## 待完成
1. 讲深度网络调参的这篇文章说,正则化因子 λ 取得大时网络不容易过拟合。请按文章给的理由,用一到三句话说明原因。
2. 从讲深度网络调参的这篇文章停下的地方接着往下写。

## 页面
□ □ □ □ □ □ □
【深度学习基础4】深度神经网络的优化与调参(1)

     转载请注明出处。谢谢。

     本博文根据 coursera 吴恩达 Improving Deep Neural Networks: Hyperparameter tuning, Regularization and Optimization整理。作为深度学习网络优化的记录,将三章内容均以要点的形式记录,并结合实例说明。

Q1. 数据设计(数据集该怎么分割)

     常规来说,我们可以把数据分为三类:训练集(进行训练)、验证集(进行交叉验证,选出最好的模型)、测试集(获取模型最后的无偏估计)。

     在小数据集时代,三者比例通常为70%(训练) /  30%(测试),或者 60%(训练) /  20%(验证)/  20%(测试)。但在大数据时期,分配比例会发生变化,如100万数据时, 98%(训练) /  1%(验证)/  1%(测试),超百万95%(训练) /  2.5%(验证)/  2.5%(测试).。

     值得注意的是,验证集和测试集尽量保持同一分布,保持效果。

 

Q2. 偏差和方差

high bias(高偏差):模型效果不好,模型过于简单,处于欠饱和(underfitting)的状态。

high variance(高方差):模型效果好,但是模型过于复杂,过度依赖数据,处于过饱和(overfitting)。

相应特点

  • train acc 低,dev acc 低 -------(1) 增加网络结构; (2) 训练更长时间; (3) 更换网络
  • train acc 高,dev acc 低 -------(1) 获取更多数据; (2) 正则化; (3) 更换网络

 

Q3. 正则化

1. 正则化的定义:在cost function中加入一项正则项,约束模型的复杂度

L2 正则化:\frac{\lambda}{2m}\left \|w \right \|^2_2=\frac{\lambda}{2m}\sum_{j=1}^{n_x}(w_j)^2=\frac{\lambda}{2m}w^Tw

L1正则化:\frac{\lambda}{2m}\left \|w \right \|_1=\frac{\lambda}{2m}\sum_{j=1}^{n_x}\left |w_j \right |

其中,\lambda 称为正则化因子。

在网络中,  J(w^{[1]},b^{[1]},\cdots ,w^{[L]},b^{[L]})=-\frac{1}{m}\sum_{i=1}^{m}L(\widehat{y}^{(i)}, y^{(i)})+\frac{\lambda}{2m}\sum_{l=1}^{L}\left \| w^{[l]} \right \|^2_F   其中,\left \| \cdot \right \|^2_F  称为弗罗贝尼乌斯范数。

进一步推导:

dW^{[l]}=({from\, backprop})+ \frac{\lambda}{m}W^{[l]}

W^{[l]}=W^{[l]}-\alpha dW^{[l]}=(1-\frac{\alpha\lambda}{m})W^{[l]}-\alpha(from \, backprop)

可见,1-\frac{\alpha\lambda}{m}<1, 称其为权重衰减 weight decay。

理解\lambda 大时,\left \| w \right \|需要尽可能小才能保证loss小,尽可能趋近于0,使之消除了许多神经元的影响(降低权重),使网络变得简单,不会过拟合。

在cost func中加入正则项:

def compute_cost_with_regularization(A3, Y, parameters, lambd):
    """
    Implement the cost function with L2 regularization. See formula (2) above.
    
    Arguments:
    A3 -- post-activation, output of forward propagation, of shape (output size, number of examples)
    Y -- "true" labels vector, of shape (output size, number of examples)
    parameters -- python dictionary containing parameters of the model
    
    Returns:
    cost - value of the regularized loss function (formula (2))
□ □ □ □ □ □ □
## 提供的资料
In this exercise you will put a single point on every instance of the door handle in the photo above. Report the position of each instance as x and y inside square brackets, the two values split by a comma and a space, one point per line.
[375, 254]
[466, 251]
□ □ □ □ □ □ □
## 练习答案
1. λ 大时,要让 loss 保持得小,‖w‖ 就得尽可能小、趋近于 0。这样就降低了许多神经元的权重,消除了它们的影响,网络因此变得简单,不会过拟合。

2.
    """
    m = Y.shape[1]
    W1 = parameters["W1"]
    W2 = parameters["W2"]
    W3 = parameters["W3"]
    
    cross_entropy_cost = compute_cost(A3, Y) # This gives you the cross-entropy part of the cost
    
    ### START CODE HERE ### (approx. 1 line)
    L2_regularization_cost = (1.0/m) * (lambd/2.0)*(np.sum(np.square(W1))+np.sum(np.square(W2))+np.sum(np.square(W3)))
    ### END CODER HERE ###
    
    cost = cross_entropy_cost + L2_regularization_cost
    
    return cost

反向传播中加入正则项:

# GRADED FUNCTION: backward_propagation_with_regularization

def backward_propagation_with_regularization(X, Y, cache, lambd):
    """
    Implements the backward propagation of our baseline model to which we added an L2 regularization.
    
    Arguments:
    X -- input dataset, of shape (input size, number of examples)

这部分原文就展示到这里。